* **TEXT**:
Prepare the network to run a given epoch and mode.

This method is necessary since schedulers and op mode restrictions may result in different computation graphs every epoch. This also moves all of the necessary models from the CPU onto the GPU(s).

Parameters:

Name Type Description Default
mode str

The mode to prepare to execute. One of 'train', 'eval', 'test', or 'infer'.

required
epoch int

The epoch to prepare to execute.

required
ds_id str

The current dataset id.

required
output_keys Optional[Set[str]]

What keys must be moved from the GPU back to the CPU after executing a step.

None
warmup bool

Whether to prepare to execute it warmup mode or not (end users can likely ignore this argument).

False
eager bool

Whether to run the training in eager mode. This is only related to TensorFlow training because PyTorch by nature is always in eager mode.

False
Source code in fastestimator\fastestimator\network.py
def load_epoch(self,
               mode: str,
               epoch: int,
               ds_id: str,
               output_keys: Optional[Set[str]] = None,
               warmup: bool = False,
               eager: bool = False) -> None:
    """Prepare the network to run a given epoch and mode.

    This method is necessary since schedulers and op mode restrictions may result in different computation graphs
    every epoch. This also moves all of the necessary models from the CPU onto the GPU(s).

    Args:
        mode: The mode to prepare to execute. One of 'train', 'eval', 'test', or 'infer'.

* **DIRECTIONS**:
1 > Return the portion of the load_epoch documentation from "What keys must" to "ignore this argument).", copied word for word.
2 > According to the load_epoch documentation, why is the eager parameter relevant only to TensorFlow training?
3 > List the names of all parameters described in the load_epoch documentation.

* **LISTING**:

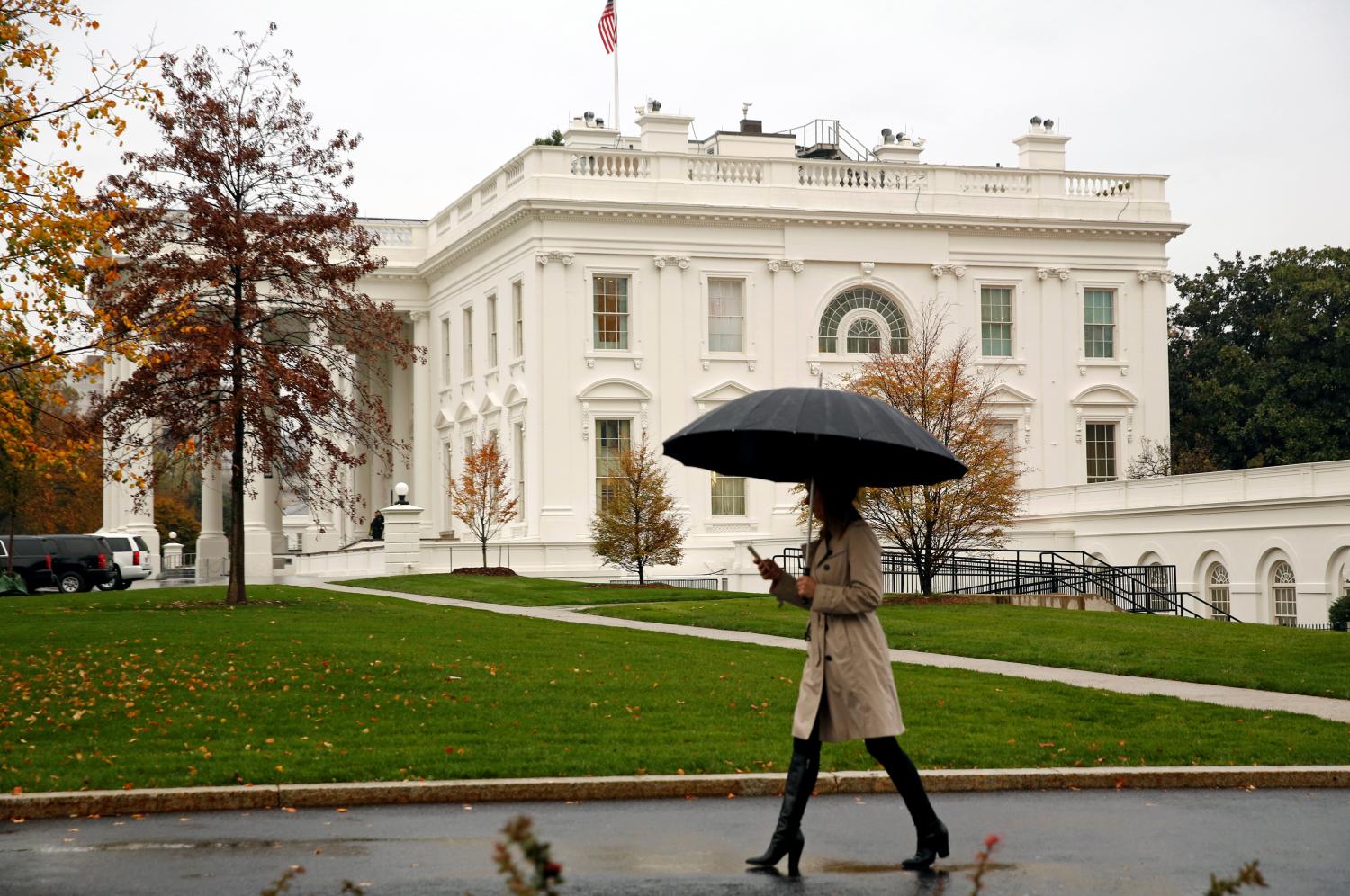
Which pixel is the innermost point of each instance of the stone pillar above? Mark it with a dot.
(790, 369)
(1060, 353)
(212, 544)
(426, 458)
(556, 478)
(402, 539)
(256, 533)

* **FINAL RESULTS**:
1 >
What keys must be moved from the GPU back to the CPU after executing a step.

None
warmup bool

Whether to prepare to execute it warmup mode or not (end users can likely ignore this argument).

2 > PyTorch by nature is always in eager mode.

3 > mode, epoch, ds_id, output_keys, warmup, eager